## EXERCISE
Extract every record, keeping each one exactly as it is.

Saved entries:
★ ★ ★ ★ ★

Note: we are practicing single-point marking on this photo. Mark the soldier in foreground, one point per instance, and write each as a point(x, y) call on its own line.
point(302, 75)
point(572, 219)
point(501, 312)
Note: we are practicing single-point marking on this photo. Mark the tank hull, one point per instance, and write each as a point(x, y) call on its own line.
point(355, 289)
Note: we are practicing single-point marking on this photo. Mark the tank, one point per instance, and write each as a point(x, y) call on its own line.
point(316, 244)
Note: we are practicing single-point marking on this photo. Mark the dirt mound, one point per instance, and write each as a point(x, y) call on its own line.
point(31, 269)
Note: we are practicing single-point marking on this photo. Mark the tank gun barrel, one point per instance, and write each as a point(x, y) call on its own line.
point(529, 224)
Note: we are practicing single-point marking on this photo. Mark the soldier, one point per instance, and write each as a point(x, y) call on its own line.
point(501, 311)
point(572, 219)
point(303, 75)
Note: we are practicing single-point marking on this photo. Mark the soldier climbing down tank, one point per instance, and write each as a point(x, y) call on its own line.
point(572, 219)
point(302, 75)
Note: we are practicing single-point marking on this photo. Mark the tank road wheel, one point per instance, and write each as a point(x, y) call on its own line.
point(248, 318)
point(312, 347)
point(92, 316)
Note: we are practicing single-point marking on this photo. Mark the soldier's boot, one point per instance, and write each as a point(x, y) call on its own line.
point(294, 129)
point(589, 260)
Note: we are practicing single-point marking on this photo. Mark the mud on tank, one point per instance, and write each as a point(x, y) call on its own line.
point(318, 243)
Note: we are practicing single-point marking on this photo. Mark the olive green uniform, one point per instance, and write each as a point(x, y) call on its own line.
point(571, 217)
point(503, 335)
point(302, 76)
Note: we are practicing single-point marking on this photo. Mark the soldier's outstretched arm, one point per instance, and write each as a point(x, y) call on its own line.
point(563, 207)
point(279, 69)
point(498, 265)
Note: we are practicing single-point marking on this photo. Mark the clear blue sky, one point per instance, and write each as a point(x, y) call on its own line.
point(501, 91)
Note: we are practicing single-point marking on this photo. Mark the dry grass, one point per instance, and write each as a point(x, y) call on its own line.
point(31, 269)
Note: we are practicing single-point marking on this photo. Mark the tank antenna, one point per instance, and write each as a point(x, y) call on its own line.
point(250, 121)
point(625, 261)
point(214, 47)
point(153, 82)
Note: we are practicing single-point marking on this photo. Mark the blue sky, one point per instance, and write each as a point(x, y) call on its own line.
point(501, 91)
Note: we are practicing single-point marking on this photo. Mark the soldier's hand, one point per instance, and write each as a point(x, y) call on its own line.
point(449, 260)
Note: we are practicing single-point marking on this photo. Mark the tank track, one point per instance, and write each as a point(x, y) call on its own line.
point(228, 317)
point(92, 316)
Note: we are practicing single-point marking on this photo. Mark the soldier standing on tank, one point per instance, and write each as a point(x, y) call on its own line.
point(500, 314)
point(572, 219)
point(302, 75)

★ ★ ★ ★ ★

## EXERCISE OUTPUT
Note: we are practicing single-point marking on this photo. Mark the soldier in foreground, one point per instance, and write each as a point(x, y) call on its own line.
point(302, 75)
point(572, 219)
point(501, 312)
Note: we are practicing single-point marking on this photo. Mark the tank hull, one point per instance, and write each as a point(x, y) call on its own line.
point(355, 289)
Note: we are practicing single-point marking on this photo. Mark the tank, one point per instance, and write each as a point(x, y) call on its own line.
point(316, 244)
Note: we are practicing single-point marking on this photo. Mark the dirt mound, one point per instance, and write each as a point(x, y) call on its own line.
point(31, 269)
Note: we are practicing single-point marking on this photo. Mark the tank gun barrel, one point per instance, and write each as a point(x, y) call on its own line.
point(529, 224)
Note: we are practicing single-point marking on this photo. Mark the soldier, one point per instance, and write each as a point(x, y) call on its own line.
point(501, 311)
point(572, 219)
point(303, 75)
Note: we are practicing single-point marking on this photo. Mark the soldier climbing down tank, one point per instance, and write each as a point(x, y) call on its own line.
point(572, 219)
point(302, 75)
Note: we are practicing single-point marking on this photo. Mark the tank road wheel, one point per instance, and write each as a point(x, y) call on its own line.
point(248, 318)
point(312, 347)
point(92, 316)
Note: we are practicing single-point marking on this photo. Mark the soldier's boot, one point per instance, and write each as a point(x, y) call on its own line.
point(294, 129)
point(589, 260)
Note: we are practicing single-point marking on this photo. Mark the mud on tank, one point per instance, and write each as a point(x, y) call on its own line.
point(318, 243)
Note: we are practicing single-point marking on this photo. Mark the olive green uniform, one point per instance, and write each as a point(x, y) call on its own line.
point(571, 217)
point(503, 335)
point(302, 76)
Note: we are practicing single-point marking on this photo. Mark the soldier's outstretched arm, one point per instance, and write each as a point(x, y) call on its own line.
point(563, 207)
point(279, 69)
point(498, 265)
Note: we are practicing single-point marking on this photo. Mark the clear blue sky, one point per instance, and write each as a point(x, y) call on its own line.
point(501, 91)
Note: we are practicing single-point marking on this photo. Mark the dry grass, one point per instance, and write each as a point(x, y) call on its own line.
point(31, 269)
Note: we are practicing single-point marking on this photo. Mark the tank antenna, one point per instance, and write each as a point(x, y) call on its own line.
point(250, 121)
point(625, 261)
point(214, 47)
point(153, 82)
Note: we are practicing single-point marking on this photo. Mark the blue sky, one point per instance, and write each as a point(x, y) call on its own line.
point(501, 91)
Note: we are practicing single-point marking on this photo. Mark the soldier's hand, one point per instance, and write each as a point(x, y) call on its own line.
point(449, 260)
Note: we are practicing single-point marking on this photo. Mark the tank track, one point per instance, and write each as a point(x, y) call on its own line.
point(228, 317)
point(92, 316)
Note: we are practicing single-point marking on this photo. Mark the soldier standing on tank, one point per instance, and write each as a point(x, y) call on its own line.
point(500, 314)
point(572, 219)
point(302, 75)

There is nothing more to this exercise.